Collected data entries =
□ □ □ □ □ □ □

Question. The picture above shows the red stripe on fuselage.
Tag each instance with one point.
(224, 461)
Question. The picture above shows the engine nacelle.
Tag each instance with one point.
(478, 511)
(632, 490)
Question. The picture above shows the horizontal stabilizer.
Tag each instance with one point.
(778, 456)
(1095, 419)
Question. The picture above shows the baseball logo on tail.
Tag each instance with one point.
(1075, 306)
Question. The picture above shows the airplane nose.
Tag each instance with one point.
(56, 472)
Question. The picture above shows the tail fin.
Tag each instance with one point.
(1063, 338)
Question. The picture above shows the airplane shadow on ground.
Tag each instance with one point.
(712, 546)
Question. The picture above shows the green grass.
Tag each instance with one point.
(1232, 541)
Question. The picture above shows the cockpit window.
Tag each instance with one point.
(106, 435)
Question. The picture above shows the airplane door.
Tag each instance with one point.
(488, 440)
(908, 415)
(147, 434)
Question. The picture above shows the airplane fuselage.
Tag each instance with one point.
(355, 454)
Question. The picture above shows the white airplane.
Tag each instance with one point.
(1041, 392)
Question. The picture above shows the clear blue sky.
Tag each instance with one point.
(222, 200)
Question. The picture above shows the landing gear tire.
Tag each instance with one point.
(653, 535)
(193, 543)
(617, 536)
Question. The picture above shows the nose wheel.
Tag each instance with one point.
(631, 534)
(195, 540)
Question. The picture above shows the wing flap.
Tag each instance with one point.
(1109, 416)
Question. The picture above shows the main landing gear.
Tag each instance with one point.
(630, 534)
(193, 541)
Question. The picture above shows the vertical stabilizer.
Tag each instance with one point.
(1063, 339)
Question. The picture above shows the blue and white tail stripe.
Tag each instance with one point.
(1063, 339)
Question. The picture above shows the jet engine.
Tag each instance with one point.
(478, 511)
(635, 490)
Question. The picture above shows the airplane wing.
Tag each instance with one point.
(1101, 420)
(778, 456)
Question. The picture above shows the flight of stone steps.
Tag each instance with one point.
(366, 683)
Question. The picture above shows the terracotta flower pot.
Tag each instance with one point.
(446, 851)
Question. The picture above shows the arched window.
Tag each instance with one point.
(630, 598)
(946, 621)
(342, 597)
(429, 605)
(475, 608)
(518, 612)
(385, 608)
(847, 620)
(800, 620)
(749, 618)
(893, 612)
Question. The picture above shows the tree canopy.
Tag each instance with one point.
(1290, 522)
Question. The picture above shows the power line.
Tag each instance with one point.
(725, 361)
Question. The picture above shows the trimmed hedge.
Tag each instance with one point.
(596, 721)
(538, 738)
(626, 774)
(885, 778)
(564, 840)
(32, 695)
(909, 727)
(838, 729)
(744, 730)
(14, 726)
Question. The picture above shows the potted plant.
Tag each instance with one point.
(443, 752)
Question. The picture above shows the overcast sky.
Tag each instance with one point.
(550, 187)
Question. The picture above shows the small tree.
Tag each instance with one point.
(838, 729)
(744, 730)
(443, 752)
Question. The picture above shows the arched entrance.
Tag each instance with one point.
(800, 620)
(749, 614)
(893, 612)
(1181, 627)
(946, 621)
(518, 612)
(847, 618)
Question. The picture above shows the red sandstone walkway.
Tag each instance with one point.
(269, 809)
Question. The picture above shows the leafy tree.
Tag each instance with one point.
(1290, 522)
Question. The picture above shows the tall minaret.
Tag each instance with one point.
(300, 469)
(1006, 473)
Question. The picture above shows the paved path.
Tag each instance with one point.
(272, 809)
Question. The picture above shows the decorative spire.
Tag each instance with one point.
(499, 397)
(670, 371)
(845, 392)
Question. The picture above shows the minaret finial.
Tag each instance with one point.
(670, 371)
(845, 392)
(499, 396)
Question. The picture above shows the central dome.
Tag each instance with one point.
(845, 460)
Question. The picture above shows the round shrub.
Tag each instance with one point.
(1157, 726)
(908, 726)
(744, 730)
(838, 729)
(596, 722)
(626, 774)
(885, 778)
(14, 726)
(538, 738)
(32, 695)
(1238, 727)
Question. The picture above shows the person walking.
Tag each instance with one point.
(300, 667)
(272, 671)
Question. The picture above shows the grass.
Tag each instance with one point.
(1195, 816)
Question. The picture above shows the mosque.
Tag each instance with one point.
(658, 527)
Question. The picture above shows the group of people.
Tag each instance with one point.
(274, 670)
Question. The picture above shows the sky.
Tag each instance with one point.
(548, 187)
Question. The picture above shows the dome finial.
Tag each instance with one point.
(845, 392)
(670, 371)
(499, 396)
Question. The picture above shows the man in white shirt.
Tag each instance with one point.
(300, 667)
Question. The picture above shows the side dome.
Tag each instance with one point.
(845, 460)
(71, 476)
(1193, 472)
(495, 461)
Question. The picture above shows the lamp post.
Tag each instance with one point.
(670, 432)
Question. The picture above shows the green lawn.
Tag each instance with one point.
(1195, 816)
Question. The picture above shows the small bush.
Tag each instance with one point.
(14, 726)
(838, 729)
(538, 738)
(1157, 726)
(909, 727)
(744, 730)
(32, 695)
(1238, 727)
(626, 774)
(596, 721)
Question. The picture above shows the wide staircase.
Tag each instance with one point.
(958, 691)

□ □ □ □ □ □ □

Turn every line of the rows above into a numbered list, leaving out any blank lines.

1. Question. The picture above shows the red stripe on fuselage.
2. Tag each instance with one point.
3. (224, 461)
4. Question. The picture above shows the engine nacelle.
5. Tag each instance with one point.
6. (478, 511)
7. (632, 490)
8. Question. The picture above shows the horizontal stabilizer.
9. Tag each instance with one point.
10. (778, 456)
11. (1095, 419)
12. Question. The picture above shows the baseball logo on tail.
13. Tag each instance with one point.
14. (1075, 306)
15. Question. The picture above shows the airplane nose.
16. Tag each instance with one point.
17. (56, 472)
18. Question. The picture above shows the tail fin.
19. Tag each instance with one point.
20. (1063, 338)
21. Question. The picture above shows the airplane shadow on ground.
22. Tag each instance with one point.
23. (712, 546)
24. Question. The picture above shows the green grass.
25. Tag each instance with one point.
26. (1232, 541)
27. Question. The picture above shows the cockpit window.
28. Tag each instance with one point.
29. (106, 435)
30. Question. The picture above shows the airplane door.
31. Tag each instance with one point.
32. (488, 440)
33. (908, 415)
34. (147, 434)
35. Question. The picture above shows the airplane fuselage.
36. Tag each instance with one point.
37. (355, 454)
38. Question. The picture above shows the white airplane.
39. Tag each instance with one point.
40. (1041, 392)
41. Question. The picture above shows the clear blue sky.
42. Tag each instance with one point.
43. (222, 200)
44. Question. The picture above shows the landing gear tire.
45. Tag each instance with one point.
46. (653, 535)
47. (193, 543)
48. (617, 536)
49. Question. The picture above shows the nose wheel.
50. Tag each instance with one point.
51. (631, 534)
52. (195, 540)
53. Question. The picture above shows the wing flap.
54. Tag each instance with one point.
55. (1109, 416)
56. Question. The picture above shows the main landing gear.
57. Tag each instance with one point.
58. (630, 534)
59. (193, 541)
60. Question. The picture above shows the vertical stabilizer.
61. Tag each instance with one point.
62. (1063, 339)
63. Question. The picture above shows the blue and white tail stripe.
64. Tag each instance with one point.
65. (1063, 339)
66. Question. The picture above shows the jet engine.
67. Tag each instance with one point.
68. (478, 511)
69. (635, 490)
70. Question. The picture above shows the airplane wing.
71. Tag each instance with one point.
72. (1101, 420)
73. (778, 456)
74. Question. The picture above shows the flight of stone steps.
75. Tag each instance with one point.
76. (366, 683)
77. Question. The picture above shows the terracotta flower pot.
78. Tag each instance with one point.
79. (446, 851)
80. Question. The picture above shows the arched window.
81. Tag each instance with one point.
82. (630, 598)
83. (946, 621)
84. (342, 597)
85. (429, 605)
86. (475, 608)
87. (518, 612)
88. (385, 608)
89. (847, 620)
90. (800, 620)
91. (749, 618)
92. (893, 612)
93. Question. The picture above shows the tree canopy.
94. Tag each instance with one point.
95. (1290, 522)
96. Question. The picture above shows the power line.
97. Tag each instance with one point.
98. (725, 361)
99. Question. The picture above shows the trimmed hedge.
100. Tag each instance with one point.
101. (596, 721)
102. (538, 738)
103. (626, 774)
104. (885, 778)
105. (564, 840)
106. (32, 695)
107. (909, 727)
108. (838, 729)
109. (744, 730)
110. (14, 726)
111. Question. The picture above shows the potted plant.
112. Tag each instance with one point.
113. (443, 752)
114. Question. The picture above shows the overcast sky.
115. Tag each instance with one point.
116. (550, 187)
117. Question. The picture above shows the small tree.
118. Tag each instance with one point.
119. (838, 729)
120. (744, 730)
121. (443, 752)
122. Question. The picture above shows the arched entrance.
123. Tag each instance with one point.
124. (800, 620)
125. (749, 614)
126. (893, 612)
127. (1181, 627)
128. (946, 621)
129. (518, 612)
130. (847, 618)
131. Question. The picture above shows the red sandstone walkway.
132. Tag each instance with one point.
133. (269, 809)
134. Question. The picture above shows the leafy tree.
135. Tag each instance with one point.
136. (1290, 522)
137. Question. The picture above shows the tall minaret.
138. Tag each instance with one point.
139. (300, 469)
140. (1006, 473)
141. Question. The picture above shows the paved path.
142. Tag each instance with one point.
143. (272, 809)
144. Question. The picture above shows the decorative spire.
145. Tag each instance with one point.
146. (499, 397)
147. (670, 371)
148. (845, 392)
149. Question. The picture above shows the minaret finial.
150. Tag each instance with one point.
151. (670, 371)
152. (845, 392)
153. (499, 396)
154. Question. The picture above shows the central dome.
155. Tag each instance with one point.
156. (845, 460)
157. Question. The picture above shows the round shrub.
158. Tag each instance with one point.
159. (1157, 726)
160. (908, 726)
161. (744, 730)
162. (838, 729)
163. (596, 722)
164. (626, 774)
165. (885, 778)
166. (14, 726)
167. (538, 738)
168. (32, 695)
169. (1238, 727)
170. Question. The picture above shows the person walking.
171. Tag each instance with one point.
172. (300, 667)
173. (272, 671)
174. Question. The picture above shows the grass.
175. Tag each instance with one point.
176. (1195, 816)
177. Question. The picture above shows the mosque.
178. Tag each instance with one point.
179. (658, 527)
180. Question. The picture above shows the group of people.
181. Tag each instance with one point.
182. (274, 670)
183. Question. The picture above shows the sky.
184. Tag each instance with one point.
185. (548, 187)
186. Question. The picture above shows the dome finial.
187. Tag each instance with one point.
188. (845, 392)
189. (670, 371)
190. (499, 396)
191. Question. The picture above shows the man in white shirt.
192. Tag each instance with one point.
193. (300, 667)
194. Question. The picture above shows the side dome.
195. Tag each instance with one point.
196. (845, 460)
197. (71, 476)
198. (1193, 472)
199. (495, 461)
200. Question. The picture above shows the lamp post.
201. Tag each instance with one point.
202. (670, 432)
203. Question. The picture above shows the green lawn.
204. Tag each instance with one point.
205. (1195, 816)
206. Question. The picture above shows the small bush.
207. Tag each instance with one point.
208. (14, 726)
209. (838, 729)
210. (538, 738)
211. (1157, 726)
212. (909, 727)
213. (744, 730)
214. (32, 695)
215. (1238, 727)
216. (626, 774)
217. (596, 721)
218. Question. The picture above shows the wide staircase.
219. Tag each instance with one point.
220. (958, 691)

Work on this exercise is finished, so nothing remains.